++++ Given passage ++++

Xanga RSS syndication feeds

So Xanga lets you turn off your feed now. It's kinda like security, except that it doesn't actually secure anything; it just add steps to reading public content.

I'm way behind on reading Xanga subs, so I don't know if anybody I read has turned off their feed. If anyone has, they're keeping me from reading their site, because those feeds are how I read all my Xanga subs (except protected posts, which are never in the feeds anyway). If you don't want your posts to be in a feed, there's always the Protected option.

Time to catch up on Xanga and check this stuff out. If anybody I really really want to read has turned off their feed, then I get to investigate screen scrapers, which can generate a feed even if the official Xanga feed is turned off. I smell a project! C'mon, somebody out there must actually want to try this!

feel the love

Today I was in a hall with my dad's side of the family, a large group. I saw my ride leaving and ended my conversation of the moment with my goodbye. My aunt heard and called, "Goodbye, [Ree]!" across the room.

And my entire family told me a loving "bye" in unison.

I know they love me, but in that moment I could feel our familial bond like a warm fuzzy blanket wrapped securely around me, warding off the cold.

some assembly required

I'm feeling pretty good right now. For the last few days (or weeks, whichever), I've been frustrated by some technical limitations, but I couldn't clearly describe what points were tripping me up. Today I finally took some screenshots which I'm about to annotate, saying specifically "This link does not lead anywhere; this page has a clearly broken design; this is the point where I'm no longer in control of my data."

Normally I am the person who avoids illustrations in favour of words, because I am pretty good with words and utter crap with visuals, but I think in this case a a picture really is worth a thousand words.

mouse morte

I, like many a cat before me, killed a mouse today.

Unfortunately it was the computer mouse.

++++

Answer each of the following from the blog posts.
(a) Which Xanga option does the writer suggest for someone who doesn't want their posts to be in a feed?
(b) Which family member called out a goodbye across the room?
(c) What kind of mouse did the writer kill?

++++ Given records ++++

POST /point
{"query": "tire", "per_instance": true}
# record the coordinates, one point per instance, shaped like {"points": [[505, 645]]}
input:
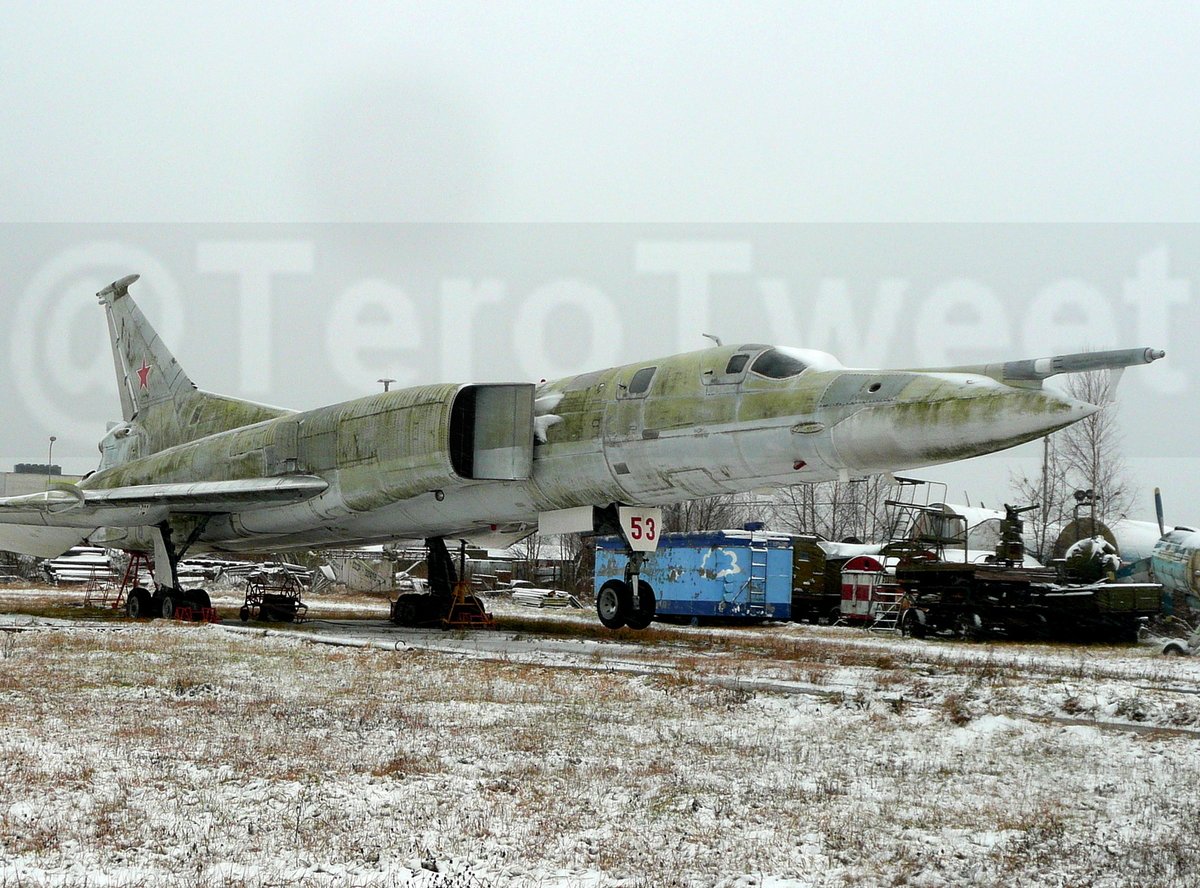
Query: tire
{"points": [[646, 607], [970, 625], [403, 613], [912, 625], [137, 605], [613, 604]]}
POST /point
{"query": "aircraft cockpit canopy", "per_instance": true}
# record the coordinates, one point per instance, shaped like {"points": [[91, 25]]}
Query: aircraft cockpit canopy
{"points": [[775, 364]]}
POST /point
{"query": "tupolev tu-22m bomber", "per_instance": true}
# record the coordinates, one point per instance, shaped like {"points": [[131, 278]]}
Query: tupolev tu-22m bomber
{"points": [[597, 453]]}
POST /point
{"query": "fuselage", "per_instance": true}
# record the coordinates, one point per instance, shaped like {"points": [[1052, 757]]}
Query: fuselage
{"points": [[415, 462]]}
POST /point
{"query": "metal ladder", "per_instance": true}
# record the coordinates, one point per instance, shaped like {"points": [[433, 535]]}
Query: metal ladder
{"points": [[756, 587], [887, 609]]}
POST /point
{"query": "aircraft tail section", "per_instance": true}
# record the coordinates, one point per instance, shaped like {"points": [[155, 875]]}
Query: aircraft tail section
{"points": [[156, 393]]}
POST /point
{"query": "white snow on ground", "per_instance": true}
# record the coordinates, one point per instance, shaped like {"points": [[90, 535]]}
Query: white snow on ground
{"points": [[781, 756]]}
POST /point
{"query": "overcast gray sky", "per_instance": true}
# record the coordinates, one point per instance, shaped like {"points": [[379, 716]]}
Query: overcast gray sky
{"points": [[628, 113]]}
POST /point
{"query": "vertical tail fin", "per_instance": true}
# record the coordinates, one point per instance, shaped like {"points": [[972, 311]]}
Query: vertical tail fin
{"points": [[155, 391], [147, 371]]}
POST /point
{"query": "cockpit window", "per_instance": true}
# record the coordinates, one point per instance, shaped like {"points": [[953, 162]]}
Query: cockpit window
{"points": [[641, 381], [774, 364]]}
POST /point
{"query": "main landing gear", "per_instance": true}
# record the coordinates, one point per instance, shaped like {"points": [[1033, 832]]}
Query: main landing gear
{"points": [[167, 600], [628, 601]]}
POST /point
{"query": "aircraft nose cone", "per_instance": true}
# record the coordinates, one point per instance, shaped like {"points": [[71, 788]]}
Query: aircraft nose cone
{"points": [[952, 419]]}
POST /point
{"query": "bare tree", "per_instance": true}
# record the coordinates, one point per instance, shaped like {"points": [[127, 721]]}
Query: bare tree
{"points": [[1091, 448], [1084, 456], [708, 514], [837, 510], [1050, 491]]}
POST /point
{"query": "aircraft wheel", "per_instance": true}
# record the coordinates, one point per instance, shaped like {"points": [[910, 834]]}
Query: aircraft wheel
{"points": [[137, 605], [613, 604], [646, 606]]}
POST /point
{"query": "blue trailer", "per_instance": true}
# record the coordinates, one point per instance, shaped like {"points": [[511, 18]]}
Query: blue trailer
{"points": [[711, 574]]}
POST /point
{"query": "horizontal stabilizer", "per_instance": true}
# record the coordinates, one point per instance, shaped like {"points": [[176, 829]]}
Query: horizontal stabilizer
{"points": [[1030, 373], [40, 541], [70, 505]]}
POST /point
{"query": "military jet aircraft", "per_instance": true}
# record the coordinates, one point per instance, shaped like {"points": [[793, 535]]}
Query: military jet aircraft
{"points": [[595, 451]]}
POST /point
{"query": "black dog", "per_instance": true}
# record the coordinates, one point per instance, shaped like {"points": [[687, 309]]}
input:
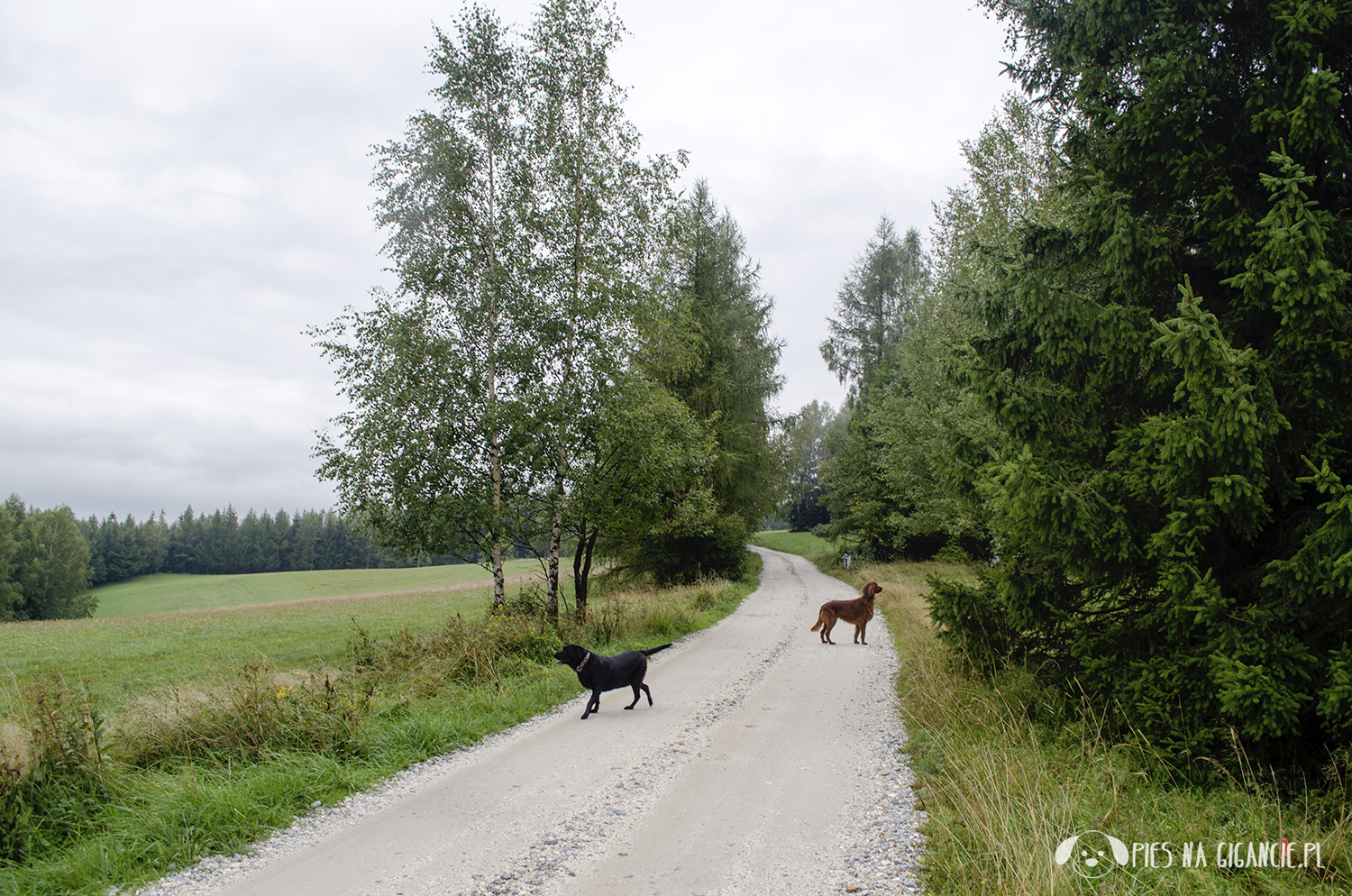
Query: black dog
{"points": [[607, 673]]}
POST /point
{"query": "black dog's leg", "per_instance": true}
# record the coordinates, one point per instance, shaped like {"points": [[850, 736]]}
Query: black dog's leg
{"points": [[594, 704]]}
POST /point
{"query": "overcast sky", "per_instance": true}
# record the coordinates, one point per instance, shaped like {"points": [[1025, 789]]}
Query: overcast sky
{"points": [[184, 188]]}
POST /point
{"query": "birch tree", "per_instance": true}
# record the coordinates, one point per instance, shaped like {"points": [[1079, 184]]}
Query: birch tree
{"points": [[421, 457], [592, 205]]}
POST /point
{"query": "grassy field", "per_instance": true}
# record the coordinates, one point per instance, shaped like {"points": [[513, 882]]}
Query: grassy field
{"points": [[132, 745], [173, 593], [802, 544]]}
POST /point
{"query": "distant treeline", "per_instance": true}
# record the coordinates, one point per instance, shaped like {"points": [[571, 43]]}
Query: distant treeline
{"points": [[226, 544]]}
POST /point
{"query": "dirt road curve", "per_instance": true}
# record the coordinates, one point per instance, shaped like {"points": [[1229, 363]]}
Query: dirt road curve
{"points": [[768, 765]]}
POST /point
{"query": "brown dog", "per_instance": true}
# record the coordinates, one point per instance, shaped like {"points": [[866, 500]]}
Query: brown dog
{"points": [[857, 611]]}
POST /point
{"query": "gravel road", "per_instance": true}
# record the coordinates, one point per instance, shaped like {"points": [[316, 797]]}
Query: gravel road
{"points": [[768, 765]]}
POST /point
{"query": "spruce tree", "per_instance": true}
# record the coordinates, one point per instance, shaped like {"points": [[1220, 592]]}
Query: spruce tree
{"points": [[1167, 378]]}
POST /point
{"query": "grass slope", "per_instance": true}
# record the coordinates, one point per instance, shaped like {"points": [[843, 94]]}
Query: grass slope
{"points": [[170, 593], [1006, 772]]}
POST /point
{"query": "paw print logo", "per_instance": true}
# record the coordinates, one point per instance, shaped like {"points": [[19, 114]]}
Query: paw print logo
{"points": [[1092, 853]]}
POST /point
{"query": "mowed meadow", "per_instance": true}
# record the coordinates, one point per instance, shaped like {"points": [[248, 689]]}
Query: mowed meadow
{"points": [[134, 744], [173, 631]]}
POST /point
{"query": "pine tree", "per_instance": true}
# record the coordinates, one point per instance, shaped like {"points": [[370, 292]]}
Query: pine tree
{"points": [[1165, 376]]}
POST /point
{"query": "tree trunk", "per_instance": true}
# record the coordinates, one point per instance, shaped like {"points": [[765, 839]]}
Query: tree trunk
{"points": [[581, 568]]}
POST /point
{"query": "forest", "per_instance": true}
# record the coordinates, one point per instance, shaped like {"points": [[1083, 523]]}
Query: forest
{"points": [[1119, 381]]}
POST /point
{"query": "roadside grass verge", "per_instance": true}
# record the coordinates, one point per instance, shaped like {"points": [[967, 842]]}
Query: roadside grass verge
{"points": [[92, 799], [165, 592], [1006, 772], [818, 550]]}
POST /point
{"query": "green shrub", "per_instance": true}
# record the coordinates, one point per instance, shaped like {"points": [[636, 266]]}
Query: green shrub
{"points": [[51, 776]]}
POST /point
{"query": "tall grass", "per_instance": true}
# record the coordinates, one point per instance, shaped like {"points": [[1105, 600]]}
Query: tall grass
{"points": [[1008, 771], [188, 771]]}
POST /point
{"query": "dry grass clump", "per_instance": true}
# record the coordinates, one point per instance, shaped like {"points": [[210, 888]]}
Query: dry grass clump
{"points": [[256, 712]]}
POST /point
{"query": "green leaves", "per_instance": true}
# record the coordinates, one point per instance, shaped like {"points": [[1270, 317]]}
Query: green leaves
{"points": [[1162, 542]]}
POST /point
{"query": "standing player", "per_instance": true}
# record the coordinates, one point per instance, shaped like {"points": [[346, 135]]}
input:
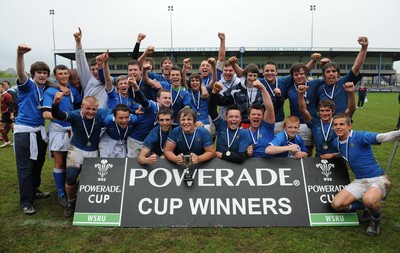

++++

| Written response |
(a) The Protected option.
(b) The writer's aunt.
(c) The computer mouse.